Text block Block Start

# Board under aquarium



## daking (Mar 6, 2008)

Im setting up a 75g tank as i purchased a stand. Its a solid top stand. Was curious as to what people mean when they say to put a piece of fiber board or plywood between the stand and tank? The tank sits perfectly on the stand and both tank and stand are level. Is it to take pressure off the bottom glass? Does the board go inside the black trim so the whole bottom glass rests on it? Im in an apartment so i want things dont closer to correct than winging it and creating a flood 3 floors below.
Thanks in advance


----------



## infolific (Apr 10, 2016)

The tanks with the plastic trim don't need an additional board. The board that people suggest is for rimless tanks where the bottom sheet of glass sits directly on the stand. The board in this case is meant to provide some additional protection from small surface imperfections resulting in pressure that can lead to a leak or broken seam. This board, when used, is meant to be something firm, but soft and not a plywood board.

Text block Block End
Information provided Block Start

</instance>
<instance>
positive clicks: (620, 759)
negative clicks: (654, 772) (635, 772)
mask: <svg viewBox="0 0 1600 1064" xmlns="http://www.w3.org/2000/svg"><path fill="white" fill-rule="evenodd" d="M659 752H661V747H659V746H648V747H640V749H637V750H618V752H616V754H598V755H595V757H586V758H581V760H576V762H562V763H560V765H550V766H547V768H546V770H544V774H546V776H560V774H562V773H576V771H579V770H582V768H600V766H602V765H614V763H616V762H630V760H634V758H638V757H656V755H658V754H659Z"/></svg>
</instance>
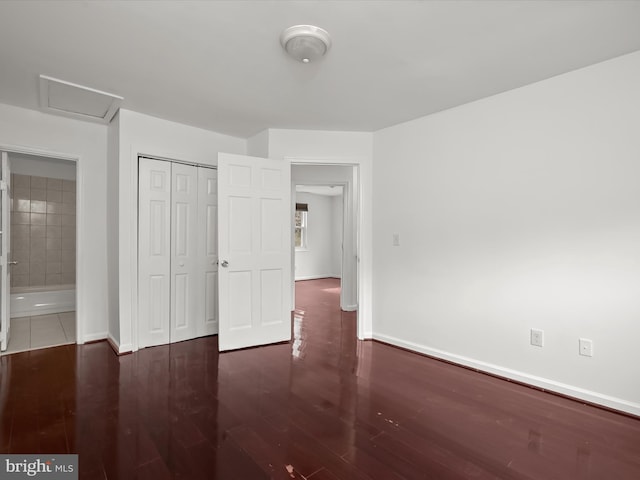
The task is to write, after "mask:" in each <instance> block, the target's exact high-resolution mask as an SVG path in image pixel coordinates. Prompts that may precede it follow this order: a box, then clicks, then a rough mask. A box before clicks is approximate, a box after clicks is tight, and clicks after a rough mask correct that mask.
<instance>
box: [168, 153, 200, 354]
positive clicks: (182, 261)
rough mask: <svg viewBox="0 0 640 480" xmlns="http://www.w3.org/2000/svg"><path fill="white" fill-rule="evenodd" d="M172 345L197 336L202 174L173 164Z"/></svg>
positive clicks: (171, 276) (172, 225)
mask: <svg viewBox="0 0 640 480" xmlns="http://www.w3.org/2000/svg"><path fill="white" fill-rule="evenodd" d="M171 176H172V182H173V188H172V190H171V210H172V215H171V333H170V339H171V342H180V341H182V340H188V339H191V338H194V337H195V336H196V331H197V329H196V310H197V309H196V303H197V295H196V284H197V276H198V268H197V263H198V262H197V252H198V225H197V224H196V222H197V219H198V218H197V213H198V171H197V168H196V167H194V166H193V165H183V164H180V163H172V164H171Z"/></svg>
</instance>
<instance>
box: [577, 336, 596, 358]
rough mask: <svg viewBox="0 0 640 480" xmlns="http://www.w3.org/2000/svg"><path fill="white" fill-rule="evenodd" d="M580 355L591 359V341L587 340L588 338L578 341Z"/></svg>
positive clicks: (592, 353) (592, 351)
mask: <svg viewBox="0 0 640 480" xmlns="http://www.w3.org/2000/svg"><path fill="white" fill-rule="evenodd" d="M578 343H579V345H580V350H579V353H580V355H584V356H585V357H593V340H589V339H588V338H581V339H580V340H579V342H578Z"/></svg>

Information provided Block End

Task list ▸
1 > Reproduce, word for word, the stretch of the aquarium-board thread from "The tanks with" through "a plywood board.".
2 > Write what comes next in the forum thread about putting a board under an aquarium, picking up after its final sentence.

Expected outputs ▸
1 >
The tanks with the plastic trim don't need an additional board. The board that people suggest is for rimless tanks where the bottom sheet of glass sits directly on the stand. The board in this case is meant to provide some additional protection from small surface imperfections resulting in pressure that can lead to a leak or broken seam. This board, when used, is meant to be something firm, but soft and not a plywood board.

2 >
----------



## daking (Mar 6, 2008)

infolific said:


> The tanks with the plastic trim don't need an additional board. The board that people suggest is for rimless tanks where the bottom sheet of glass sits directly on the stand. The board in this case is meant to provide some additional protection from small surface imperfections resulting in pressure that can lead to a leak or broken seam. This board, when used, is meant to be something firm, but soft and not a plywood board.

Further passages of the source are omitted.